TASKS TO PERFORM
• a. In the entry on James Ryder van Brunt, what place does the described picture depict?
• b. Summarize the entry on James Ryder van Brunt in two sentences.
• c. Resume the entry on James Ryder van Brunt's watercolor from the point where it stops.

James Ryder van Brunt

American Art

Throughout his career, the Brooklyn artist James Ryder van Brunt specialized in watercolors of local historic sites, farmhouses, and churches painted in a conventional, topographical style. His subject matter reflected a personal interest in the region’s Dutch heritage; his own ancestors had settled here in the seventeenth century. This picture depicts his grandfather’s homestead near what is now Third Avenue between Eighth and Eleventh streets (the Gowanus Creek is at the left).
MEDIUM Opaque and transparent watercolor and graphite on wove paper mounted to pulpboard
DATES ca. 1865
DIMENSIONS 14 3/4 x 18 in. (37.5 x 45.7 cm) Frame: 18 x 24 x 1 1/2 in. (45.7 x 61 x 3.8 cm)  (show scale)

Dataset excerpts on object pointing
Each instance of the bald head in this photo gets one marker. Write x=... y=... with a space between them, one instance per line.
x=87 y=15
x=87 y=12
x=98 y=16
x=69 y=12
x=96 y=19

RESPONSE LIST
• a. His grandfather's homestead near what is now Third Avenue between Eighth and Eleventh streets.

• b. The Brooklyn artist James Ryder van Brunt painted watercolors of local historic sites, farmhouses, and churches in a conventional, topographical style, reflecting his interest in the region's Dutch heritage, as his ancestors had settled there in the seventeenth century. The picture, dated ca. 1865 and made in opaque and transparent watercolor and graphite, shows his grandfather's homestead near present-day Third Avenue, with the Gowanus Creek at the left.

• c.
INSCRIPTIONS Inscribed on cardboard backing on frame: "An early view of rural Bklyn. / "The Van Brunt Homestead" / At Lip Denton's Mill, at the water's edge / By James Rider Van Brunt 1820-1913"
COLLECTIONS American Art
ACCESSION NUMBER 1999.112
CREDIT LINE Bequest of Miriam Godofsky
MUSEUM LOCATION This item is not on view
CAPTION James Ryder van Brunt (American, 1820–1916). Van Brunt Homestead, ca. 1865. Opaque and transparent watercolor and graphite on wove paper mounted to pulpboard, 14 3/4 x 18 in. (37.5 x 45.7 cm). Brooklyn Museum, Bequest of Miriam Godofsky, 1999.112 (Photo: Brooklyn Museum, 1999.112_transpc002_edited.jpg)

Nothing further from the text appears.